The innocuous comment that "if blogging is journalism, then some of its practitioners seem to have learned the trade from Jayson Blair" brings to mind certain other employees of our Paper of Record that have continued working in an old tradition. As one commentator later explained:

Since the running of a big newspaper requires a large capital, the proprietors of important organs necessarily belong to the capitalist class, and it will be a rare and exceptional event if they do not sympathize with their own class in opinion and outlook.

They are able to decide what news the great mass of newspaper readers shall be allowed to have. They can actually falsify the news, or, without going so far as that, they can carefully select it, giving such items as will stimulate the passions which they desire to stimulate, and suppressing such items as would provide the antidote. In this way the picture of the world in the mind of the average newspaper reader is made to be not a true picture, but in the main that which suits the interests of capitalists.

This is true in many directions, but above all in what concerns the relations between nations. The mass of the population of a country can be led to love or hate any other country at the will of the newspaper proprietors, which is often, directly or indirectly, influenced by the will of the great financiers.
□ □ □ □ □ □ □
EXERCISE SET ▸
1. In the passage on newspaper ownership, substitute "press owners" for "newspaper proprietors" and reproduce the text, starting at the words "They are able" and ending after "the great financiers.".
2. Extend the passage on newspaper ownership and the shaping of news, continuing from its final sentence.
None of the items is needed for this work.

Excerpts of location labeling data
□ □ □ □ □ □ □
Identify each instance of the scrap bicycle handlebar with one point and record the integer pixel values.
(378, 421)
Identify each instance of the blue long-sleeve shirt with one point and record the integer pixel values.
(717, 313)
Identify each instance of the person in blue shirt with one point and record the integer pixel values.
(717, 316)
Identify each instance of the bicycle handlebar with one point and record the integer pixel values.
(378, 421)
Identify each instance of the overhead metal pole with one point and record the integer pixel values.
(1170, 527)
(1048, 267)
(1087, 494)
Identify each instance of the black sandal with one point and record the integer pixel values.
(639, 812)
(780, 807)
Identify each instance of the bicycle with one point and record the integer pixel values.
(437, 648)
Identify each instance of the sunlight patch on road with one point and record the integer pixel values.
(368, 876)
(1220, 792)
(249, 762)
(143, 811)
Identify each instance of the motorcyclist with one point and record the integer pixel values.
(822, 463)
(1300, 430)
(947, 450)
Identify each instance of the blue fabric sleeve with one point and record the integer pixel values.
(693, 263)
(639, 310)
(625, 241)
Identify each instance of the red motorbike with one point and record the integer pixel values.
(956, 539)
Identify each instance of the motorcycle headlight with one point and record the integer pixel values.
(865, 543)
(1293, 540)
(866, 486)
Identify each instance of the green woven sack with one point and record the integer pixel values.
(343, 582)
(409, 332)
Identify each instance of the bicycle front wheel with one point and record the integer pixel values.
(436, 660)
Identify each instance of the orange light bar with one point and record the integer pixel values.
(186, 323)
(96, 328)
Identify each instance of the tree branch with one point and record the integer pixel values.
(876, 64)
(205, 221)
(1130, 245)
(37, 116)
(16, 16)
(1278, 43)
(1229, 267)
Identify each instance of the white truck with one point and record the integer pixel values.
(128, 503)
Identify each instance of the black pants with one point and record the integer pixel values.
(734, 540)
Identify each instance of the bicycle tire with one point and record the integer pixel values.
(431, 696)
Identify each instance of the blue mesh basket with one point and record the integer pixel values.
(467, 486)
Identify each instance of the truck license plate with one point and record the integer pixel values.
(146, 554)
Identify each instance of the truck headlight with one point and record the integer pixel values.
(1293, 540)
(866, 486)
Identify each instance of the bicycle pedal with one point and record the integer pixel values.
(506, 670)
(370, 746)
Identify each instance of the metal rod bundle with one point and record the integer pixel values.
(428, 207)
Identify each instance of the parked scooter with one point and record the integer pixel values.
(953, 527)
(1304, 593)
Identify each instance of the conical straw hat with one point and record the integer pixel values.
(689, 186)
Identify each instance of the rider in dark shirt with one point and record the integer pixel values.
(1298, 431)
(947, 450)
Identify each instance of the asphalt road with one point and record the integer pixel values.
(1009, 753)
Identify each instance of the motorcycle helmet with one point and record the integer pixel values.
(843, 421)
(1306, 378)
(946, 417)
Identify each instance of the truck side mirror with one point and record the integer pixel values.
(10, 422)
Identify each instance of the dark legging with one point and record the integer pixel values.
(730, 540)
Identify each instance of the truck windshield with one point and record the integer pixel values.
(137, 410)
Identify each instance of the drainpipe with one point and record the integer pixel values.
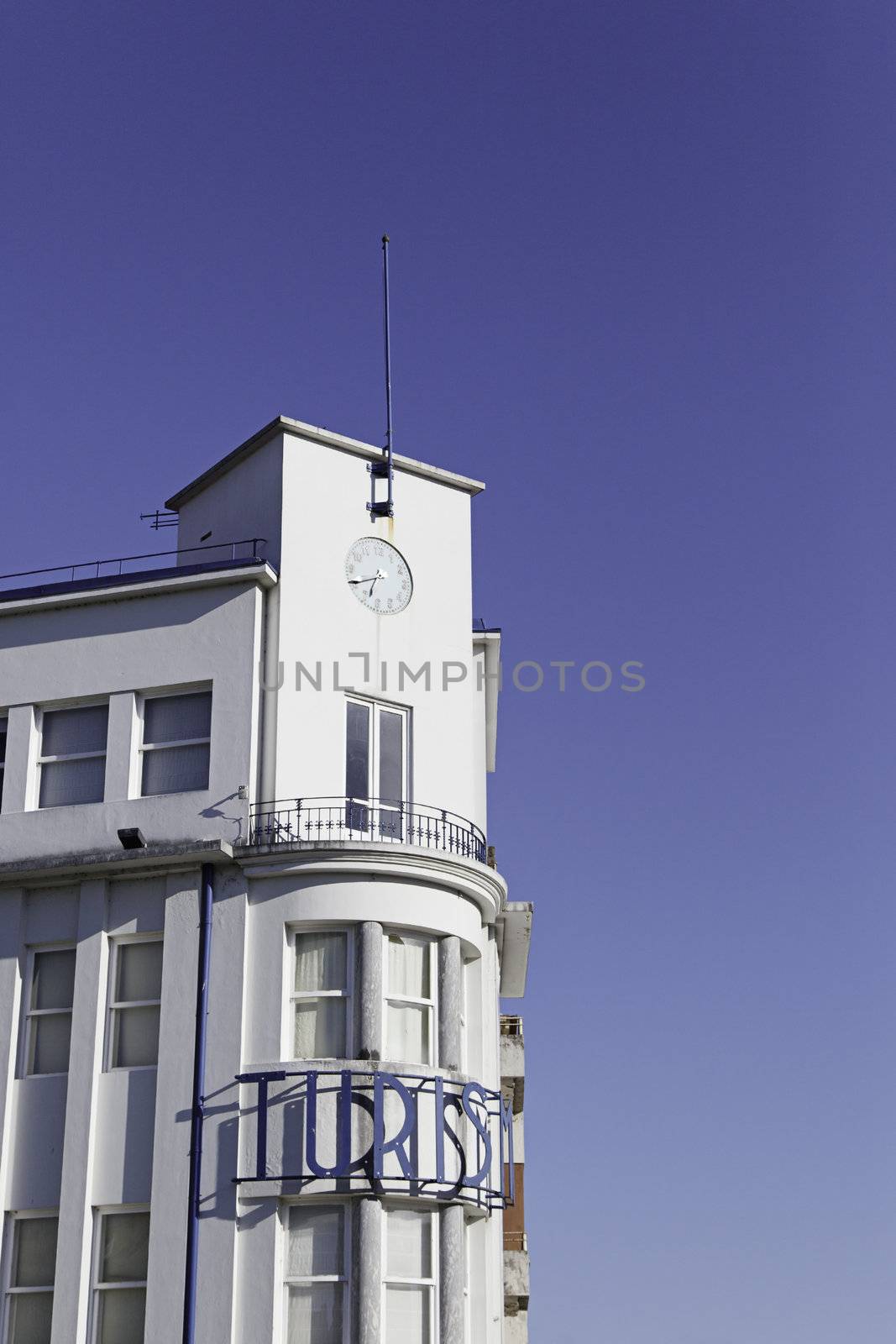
(197, 1110)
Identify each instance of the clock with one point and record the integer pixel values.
(378, 575)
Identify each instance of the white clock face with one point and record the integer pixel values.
(378, 575)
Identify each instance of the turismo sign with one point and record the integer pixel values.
(394, 1133)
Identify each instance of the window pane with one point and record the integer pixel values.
(407, 1027)
(358, 745)
(73, 781)
(177, 718)
(54, 979)
(136, 1037)
(29, 1317)
(391, 757)
(35, 1253)
(320, 1028)
(175, 770)
(409, 967)
(70, 732)
(50, 1039)
(125, 1245)
(315, 1241)
(123, 1314)
(139, 971)
(409, 1243)
(316, 1315)
(320, 961)
(407, 1315)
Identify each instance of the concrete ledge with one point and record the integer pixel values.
(184, 853)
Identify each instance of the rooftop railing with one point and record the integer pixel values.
(248, 551)
(329, 820)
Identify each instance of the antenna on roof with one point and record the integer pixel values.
(383, 470)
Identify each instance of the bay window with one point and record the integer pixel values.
(410, 1278)
(322, 994)
(73, 756)
(409, 976)
(31, 1273)
(176, 743)
(120, 1276)
(316, 1273)
(49, 1000)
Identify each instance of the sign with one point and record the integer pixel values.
(394, 1133)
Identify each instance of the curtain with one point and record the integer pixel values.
(139, 971)
(409, 1243)
(407, 1315)
(177, 718)
(409, 967)
(35, 1263)
(320, 961)
(175, 769)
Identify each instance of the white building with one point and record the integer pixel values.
(251, 934)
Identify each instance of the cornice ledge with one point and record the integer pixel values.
(483, 885)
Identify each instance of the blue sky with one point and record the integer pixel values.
(644, 286)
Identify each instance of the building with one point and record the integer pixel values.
(253, 936)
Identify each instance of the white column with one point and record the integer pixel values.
(369, 991)
(71, 1297)
(450, 1003)
(452, 1277)
(369, 1252)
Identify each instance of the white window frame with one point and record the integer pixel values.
(293, 995)
(8, 1289)
(168, 694)
(301, 1280)
(29, 1014)
(96, 1260)
(394, 1281)
(71, 756)
(116, 1005)
(432, 1003)
(378, 707)
(4, 730)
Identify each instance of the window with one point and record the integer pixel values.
□ □ □ □ □ □ □
ANSWERS ▸
1.
They are able to decide what news the great mass of newspaper readers shall be allowed to have. They can actually falsify the news, or, without going so far as that, they can carefully select it, giving such items as will stimulate the passions which they desire to stimulate, and suppressing such items as would provide the antidote. In this way the picture of the world in the mind of the average newspaper reader is made to be not a true picture, but in the main that which suits the interests of capitalists.

This is true in many directions, but above all in what concerns the relations between nations. The mass of the population of a country can be led to love or hate any other country at the will of the press owners, which is often, directly or indirectly, influenced by the will of the great financiers.

2.
So long as enmity between England and Russia was desired, our newspapers were full of the cruel treatment meted out to Russian political prisoners, the oppression of Finland and Russian Poland, and other such topics. As soon as our foreign policy changed, these items disappeared from the more important newspapers, and we heard instead of the misdeeds of Germany. Most men are not sufficiently critical to be on their guard against such influences, and until they are, the power of the Press will remain.

Forbes is just afraid of a little free competition in the ancient market of "spouting liberty but spewing lies, libel and invective."


:: posted by buermann @ 2005-10-27 21:47:26 CST | link


    Comments:

    posted by AliceMarshall @ 2005-10-28 18:42:33 | link

      For some reason I cut and pasted "dick" in the url, rather than "daniel", must be some strange techo-fruedian bug in my software.

      "Great journalists make PR possible" indeed. I believe we've discovered one of Dr. Russell's fellow travellers.